** Required task **
Reproduce the forum reply on compound primary keys below in full, word for word and line for line, leaving out the entries that follow it.

** Text provided **

--- BEGIN ---

Re: Compound Primary Keys

2019-04-24 Thread Vivekanand
Thanks a lot. Appreciate the pointers about indexing engine vs database .
I ended up using concatenating the fields to generate a key.


On Wed, Apr 24, 2019 at 11:39 AM David Hastings <
hastings.recurs...@gmail.com> wrote:

> another thing to consider doing is just merge the two fields into the id
> value:
> "id": "USER_RECORD_12334",
> since its a string.
>
>
>
> On Wed, Apr 24, 2019 at 2:35 PM Gus Heck  wrote:
>
> > Hi Vivek
> >
> > Solr is not a database, nor should one try to use it as such. You'll need
> > to adjust your thinking some in order to make good use of Solr. In Solr
> > there is normally an id field and it should be unique across EVERY
> document
> > in the entire collection. Thus there's no concept of a primary key,
> because
> > there are no tables. In some situations (streaming expressions for
> example)

--- END ---

** Supplied entries **
--- BEGIN ---

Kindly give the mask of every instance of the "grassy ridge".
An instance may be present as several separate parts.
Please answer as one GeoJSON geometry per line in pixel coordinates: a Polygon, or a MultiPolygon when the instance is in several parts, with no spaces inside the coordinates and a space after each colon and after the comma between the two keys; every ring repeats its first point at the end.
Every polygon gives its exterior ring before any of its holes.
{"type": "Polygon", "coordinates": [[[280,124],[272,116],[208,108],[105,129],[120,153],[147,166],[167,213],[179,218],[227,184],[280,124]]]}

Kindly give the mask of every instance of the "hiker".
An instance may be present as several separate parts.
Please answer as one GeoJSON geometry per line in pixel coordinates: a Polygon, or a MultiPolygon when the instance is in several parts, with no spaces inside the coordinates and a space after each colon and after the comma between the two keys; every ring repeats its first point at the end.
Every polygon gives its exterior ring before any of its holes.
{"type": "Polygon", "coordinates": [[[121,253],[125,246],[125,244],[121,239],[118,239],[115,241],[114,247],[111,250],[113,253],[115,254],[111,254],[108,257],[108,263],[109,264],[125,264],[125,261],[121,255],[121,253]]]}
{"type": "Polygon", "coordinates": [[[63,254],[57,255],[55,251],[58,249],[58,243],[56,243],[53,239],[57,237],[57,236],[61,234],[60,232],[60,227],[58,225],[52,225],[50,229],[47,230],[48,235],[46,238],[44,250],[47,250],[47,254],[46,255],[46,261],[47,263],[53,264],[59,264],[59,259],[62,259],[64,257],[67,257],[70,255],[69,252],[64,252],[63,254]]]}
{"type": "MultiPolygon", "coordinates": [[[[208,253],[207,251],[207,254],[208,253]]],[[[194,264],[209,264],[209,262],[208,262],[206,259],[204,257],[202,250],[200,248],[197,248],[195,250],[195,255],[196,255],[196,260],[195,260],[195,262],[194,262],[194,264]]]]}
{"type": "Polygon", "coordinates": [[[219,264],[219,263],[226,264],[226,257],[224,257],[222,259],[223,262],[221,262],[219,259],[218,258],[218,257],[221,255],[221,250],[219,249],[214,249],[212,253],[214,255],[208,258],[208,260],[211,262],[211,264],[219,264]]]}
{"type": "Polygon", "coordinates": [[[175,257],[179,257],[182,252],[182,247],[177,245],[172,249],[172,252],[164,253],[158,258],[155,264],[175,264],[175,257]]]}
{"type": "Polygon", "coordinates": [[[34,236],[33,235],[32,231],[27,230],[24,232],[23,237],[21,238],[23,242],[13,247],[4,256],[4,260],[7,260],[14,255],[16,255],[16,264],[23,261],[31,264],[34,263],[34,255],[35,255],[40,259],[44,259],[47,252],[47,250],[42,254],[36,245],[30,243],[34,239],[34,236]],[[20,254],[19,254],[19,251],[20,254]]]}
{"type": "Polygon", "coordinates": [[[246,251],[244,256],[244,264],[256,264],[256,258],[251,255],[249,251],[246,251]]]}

--- END ---

** Finished exercise **
Re: Compound Primary Keys

2019-04-24 Thread Vivekanand
Thanks a lot. Appreciate the pointers about indexing engine vs database .
I ended up using concatenating the fields to generate a key.


On Wed, Apr 24, 2019 at 11:39 AM David Hastings <
hastings.recurs...@gmail.com> wrote:

> another thing to consider doing is just merge the two fields into the id
> value:
> "id": "USER_RECORD_12334",
> since its a string.
>
>
>
> On Wed, Apr 24, 2019 at 2:35 PM Gus Heck  wrote:
>
> > Hi Vivek
> >
> > Solr is not a database, nor should one try to use it as such. You'll need
> > to adjust your thinking some in order to make good use of Solr. In Solr
> > there is normally an id field and it should be unique across EVERY
> document
> > in the entire collection. Thus there's no concept of a primary key,
> because
> > there are no tables. In some situations (streaming expressions for
> example)